» Exercise goal
An exact copy is needed of the lines in the entries below from the line with "Where can the blurred" up to and including the line with "Where can the woman be", and of nothing else. Leave the pictures out.

── Input records ──

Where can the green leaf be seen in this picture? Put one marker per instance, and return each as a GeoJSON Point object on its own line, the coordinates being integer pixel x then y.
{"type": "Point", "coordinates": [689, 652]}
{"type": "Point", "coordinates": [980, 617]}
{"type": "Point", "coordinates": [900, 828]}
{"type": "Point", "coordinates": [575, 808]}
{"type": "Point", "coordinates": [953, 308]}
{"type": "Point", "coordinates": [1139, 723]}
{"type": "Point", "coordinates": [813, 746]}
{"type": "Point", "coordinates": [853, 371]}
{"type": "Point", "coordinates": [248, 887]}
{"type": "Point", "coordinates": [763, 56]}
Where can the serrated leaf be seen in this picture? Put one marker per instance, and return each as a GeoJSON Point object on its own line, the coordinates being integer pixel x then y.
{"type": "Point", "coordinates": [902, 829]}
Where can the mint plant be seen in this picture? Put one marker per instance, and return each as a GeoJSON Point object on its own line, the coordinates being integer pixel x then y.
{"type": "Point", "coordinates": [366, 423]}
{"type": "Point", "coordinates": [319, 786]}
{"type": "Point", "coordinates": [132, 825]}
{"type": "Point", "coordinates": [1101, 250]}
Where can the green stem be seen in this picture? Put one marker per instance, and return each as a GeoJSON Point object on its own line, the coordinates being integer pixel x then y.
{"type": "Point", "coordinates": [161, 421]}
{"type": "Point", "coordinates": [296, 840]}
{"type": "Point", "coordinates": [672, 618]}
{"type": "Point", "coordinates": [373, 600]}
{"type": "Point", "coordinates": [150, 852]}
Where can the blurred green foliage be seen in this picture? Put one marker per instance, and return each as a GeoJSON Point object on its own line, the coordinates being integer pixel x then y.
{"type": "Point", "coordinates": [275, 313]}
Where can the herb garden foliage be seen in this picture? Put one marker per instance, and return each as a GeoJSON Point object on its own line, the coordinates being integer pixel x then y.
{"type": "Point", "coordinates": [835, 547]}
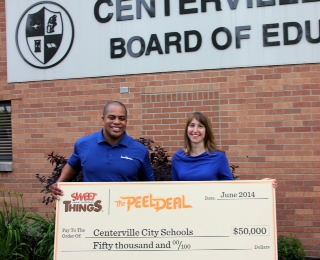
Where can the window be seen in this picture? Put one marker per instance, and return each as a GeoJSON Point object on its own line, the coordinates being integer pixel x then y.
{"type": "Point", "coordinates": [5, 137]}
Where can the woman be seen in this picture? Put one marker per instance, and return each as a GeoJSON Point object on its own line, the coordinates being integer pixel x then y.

───
── Input records ──

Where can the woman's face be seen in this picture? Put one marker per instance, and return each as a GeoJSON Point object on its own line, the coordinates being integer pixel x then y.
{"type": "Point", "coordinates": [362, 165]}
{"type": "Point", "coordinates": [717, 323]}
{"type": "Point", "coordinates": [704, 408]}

───
── Input records ──

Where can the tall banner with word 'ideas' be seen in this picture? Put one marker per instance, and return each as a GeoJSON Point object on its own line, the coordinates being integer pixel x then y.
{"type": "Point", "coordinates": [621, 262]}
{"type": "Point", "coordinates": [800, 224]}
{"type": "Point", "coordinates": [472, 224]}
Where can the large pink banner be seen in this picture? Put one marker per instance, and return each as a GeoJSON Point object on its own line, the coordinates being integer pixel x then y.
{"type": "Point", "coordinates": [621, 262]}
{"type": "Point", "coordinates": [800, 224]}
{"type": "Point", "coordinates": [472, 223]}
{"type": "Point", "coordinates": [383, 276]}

───

» Solved problem
Where can the blurred green foliage be seen in this picture? Put one marker per instance, and return each as a GeoJSON Point object on its own line, the coordinates being integer pixel x then y.
{"type": "Point", "coordinates": [275, 313]}
Where can the herb garden foliage be seen in this picture? Put one marker per instance, and return each as a GeoJSON Point object on its own line, the coordinates being integer pixel x then y.
{"type": "Point", "coordinates": [835, 547]}
Where can the window be seen in this picture? Put one marker per instance, and return each as a GeoJSON Point object on its own line, the coordinates being integer pixel x then y.
{"type": "Point", "coordinates": [5, 137]}
Where can the woman be seen in this picture? Put one marker per instance, and return each as a GeoJSON Point object on its own line, the coordinates being integer pixel x then y.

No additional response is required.